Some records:
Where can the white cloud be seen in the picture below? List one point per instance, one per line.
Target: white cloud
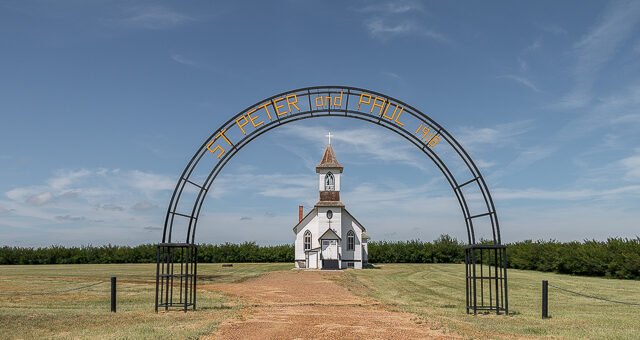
(90, 199)
(597, 47)
(560, 195)
(500, 135)
(155, 17)
(536, 44)
(523, 65)
(397, 7)
(143, 206)
(632, 166)
(65, 177)
(521, 80)
(40, 199)
(380, 28)
(179, 58)
(147, 181)
(370, 142)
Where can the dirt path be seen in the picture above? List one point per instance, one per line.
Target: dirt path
(309, 305)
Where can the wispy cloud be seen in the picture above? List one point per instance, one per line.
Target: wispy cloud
(500, 135)
(597, 47)
(154, 17)
(398, 18)
(397, 7)
(561, 195)
(522, 81)
(94, 199)
(179, 58)
(632, 167)
(143, 206)
(382, 29)
(373, 143)
(536, 44)
(551, 28)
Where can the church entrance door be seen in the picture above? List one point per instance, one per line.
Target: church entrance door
(329, 249)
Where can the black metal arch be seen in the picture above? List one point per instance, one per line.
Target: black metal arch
(220, 143)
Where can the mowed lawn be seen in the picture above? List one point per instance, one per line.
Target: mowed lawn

What to do> Rewrite all the material above, renaming "dirt path" to "gravel path" everywhere it occurs and changing nothing else. Omit the pictures from your answer.

Task result>
Where can the white cloud be seen in the picture below? List one point per instance, one per line.
Target: white cloud
(90, 199)
(597, 47)
(560, 195)
(500, 135)
(155, 17)
(536, 44)
(523, 65)
(397, 7)
(143, 206)
(632, 166)
(65, 177)
(521, 80)
(40, 199)
(380, 28)
(179, 58)
(147, 181)
(370, 142)
Where can the gravel path be seen in the picture above? List one point per instance, one per line.
Target: gravel path
(309, 305)
Where can the wispy cloud be seen in the picture above? List one point per instance, one per line.
Target: wispy cloud
(500, 135)
(597, 47)
(154, 17)
(398, 18)
(397, 7)
(561, 195)
(522, 81)
(94, 199)
(179, 58)
(632, 167)
(143, 206)
(382, 29)
(373, 143)
(536, 44)
(551, 28)
Where can the church entrance door be seen in the picture above? List one point per instance, one per line.
Target: church entrance door
(329, 249)
Where can the black metal arch be seen in the picture above? List one point per instance, one per line.
Target: black metal arch
(220, 143)
Where can the mowed lawn be seen in the picture above? List one point per instance, one per line.
Target: mowed lawn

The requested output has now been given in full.